■ Problem requirements
Copy the lines below, replacing each "Target" with "Item" and changing nothing else.

■ Supplied data

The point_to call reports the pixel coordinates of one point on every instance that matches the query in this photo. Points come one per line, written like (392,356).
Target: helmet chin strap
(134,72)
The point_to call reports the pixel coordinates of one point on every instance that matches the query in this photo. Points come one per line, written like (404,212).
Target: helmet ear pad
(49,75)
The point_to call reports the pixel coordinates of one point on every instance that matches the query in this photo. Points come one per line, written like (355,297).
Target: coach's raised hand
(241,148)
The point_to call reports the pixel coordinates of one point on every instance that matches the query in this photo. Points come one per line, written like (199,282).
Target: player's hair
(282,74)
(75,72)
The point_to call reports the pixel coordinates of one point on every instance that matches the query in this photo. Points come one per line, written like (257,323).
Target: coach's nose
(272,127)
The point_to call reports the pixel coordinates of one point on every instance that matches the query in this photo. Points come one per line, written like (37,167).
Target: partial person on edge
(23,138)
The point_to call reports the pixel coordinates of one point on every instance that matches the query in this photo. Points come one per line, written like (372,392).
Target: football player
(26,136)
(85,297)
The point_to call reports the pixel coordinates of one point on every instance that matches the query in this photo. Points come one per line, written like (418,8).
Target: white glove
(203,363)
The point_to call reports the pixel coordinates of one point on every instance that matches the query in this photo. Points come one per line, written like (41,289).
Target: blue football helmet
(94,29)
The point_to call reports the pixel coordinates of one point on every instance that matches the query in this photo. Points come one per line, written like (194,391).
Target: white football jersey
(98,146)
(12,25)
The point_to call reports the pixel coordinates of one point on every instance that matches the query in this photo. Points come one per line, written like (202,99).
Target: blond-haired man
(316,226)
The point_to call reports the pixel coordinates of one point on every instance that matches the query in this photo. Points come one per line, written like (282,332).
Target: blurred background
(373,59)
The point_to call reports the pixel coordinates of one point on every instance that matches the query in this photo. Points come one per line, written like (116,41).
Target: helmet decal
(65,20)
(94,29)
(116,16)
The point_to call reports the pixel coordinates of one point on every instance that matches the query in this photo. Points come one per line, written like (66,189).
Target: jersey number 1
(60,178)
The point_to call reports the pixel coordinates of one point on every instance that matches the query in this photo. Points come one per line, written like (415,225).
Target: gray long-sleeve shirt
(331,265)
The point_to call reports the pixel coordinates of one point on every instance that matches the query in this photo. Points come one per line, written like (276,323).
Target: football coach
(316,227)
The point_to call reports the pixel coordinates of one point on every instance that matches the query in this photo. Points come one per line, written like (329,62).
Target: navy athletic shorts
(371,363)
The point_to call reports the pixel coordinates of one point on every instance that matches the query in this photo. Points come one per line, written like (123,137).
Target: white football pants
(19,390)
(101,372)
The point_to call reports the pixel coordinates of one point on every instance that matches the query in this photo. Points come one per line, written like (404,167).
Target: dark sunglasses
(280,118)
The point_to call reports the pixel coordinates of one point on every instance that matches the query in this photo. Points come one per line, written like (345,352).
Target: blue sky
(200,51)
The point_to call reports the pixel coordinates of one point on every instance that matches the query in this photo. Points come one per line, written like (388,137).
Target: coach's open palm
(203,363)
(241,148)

■ Written solution
The point_to call reports the pixel coordinates of one point on every instance that matches the query in this photo. Points come one per line, written like (392,356).
Item: helmet chin strap
(134,72)
The point_to call reports the pixel coordinates of one point on every instance that matches the query in this photo. Points come one per line, written like (404,212).
Item: helmet ear pad
(49,75)
The point_to call reports the pixel coordinates of one point on every instance that matches the query in this photo. Points come one per line, written like (355,297).
Item: coach's raised hand
(241,148)
The point_to call reports the pixel coordinates of one point on every instance that matches the query in this photo. Points come one per line, written like (199,282).
Item: player's hair
(282,74)
(75,72)
The point_to call reports the pixel coordinates of one point on every instance that matches the query in this photo. Points come one per line, written like (257,323).
Item: coach's nose
(272,127)
The point_to call reports the pixel coordinates of one point on every instance that matches the query in this photo. Points come one per line, written like (37,167).
Item: partial person on edge
(23,138)
The point_to call reports the pixel coordinates of one point on every instance that matches the query in this photo. Points come one per line, written like (372,392).
Item: football player
(26,136)
(85,297)
The point_to call reports the pixel coordinates of one point on every instance that matches the query in this photo. Points come one per line, written like (418,8).
Item: white glove
(203,363)
The point_to call reports the pixel coordinates of one point on every instance that matches the query in this photo. Points come one per line, written like (41,289).
Item: blue football helmet
(94,29)
The point_to call reports the pixel coordinates of one point on every instance that matches the query in this photo. Points come one per line, written like (194,391).
Item: white football jersey
(98,146)
(12,25)
The point_to call reports the pixel coordinates of one point on every instance that matches the query in this photo. Points come one per line, written like (202,99).
Item: blond-haired man
(316,226)
The point_to call reports the pixel coordinates of one point on every instance that matches the query in this photo. Points come one per line, written like (282,332).
Item: blurred background
(373,59)
The point_to call reports the pixel coordinates of one point on every instance that matches the query in this photo. Points come one per line, written like (116,41).
Item: helmet decal
(65,20)
(94,29)
(116,16)
The point_to call reports the pixel coordinates of one point on every instance that matches the query in this photo. Points come one per line, written like (66,189).
Item: jersey number 1
(60,178)
The point_to call reports the pixel coordinates of one point on every instance that matches the query in this photo. Points come one per line, written like (415,225).
Item: gray long-sleeve shirt
(331,265)
The point_to call reports the pixel coordinates of one point on every instance that matches the query in this photo. Points come one per line, written like (276,323).
Item: football coach
(316,227)
The point_to call reports the pixel coordinates of one point on every instance that matches the query in this photo. Points come one per line, written like (329,62).
Item: navy athletic shorts
(371,363)
The point_to call reports the pixel coordinates of one point on every instance that matches the query in this photo. Points come one per line, written like (123,137).
Item: white football pants
(19,390)
(101,372)
The point_to call reports the pixel coordinates of one point on every instance that matches the query in this photo. Points come one per line, written like (404,167).
Item: dark sunglasses
(280,118)
The point_to call reports the pixel coordinates of one point on every instance that matches the query in this photo. Points come one per line, written like (345,352).
Item: blue sky
(200,51)
The point_to call reports the pixel coordinates of one point on every instance that matches the query in this photo. Points come one per line, written like (388,137).
Item: coach's open palm
(203,363)
(241,148)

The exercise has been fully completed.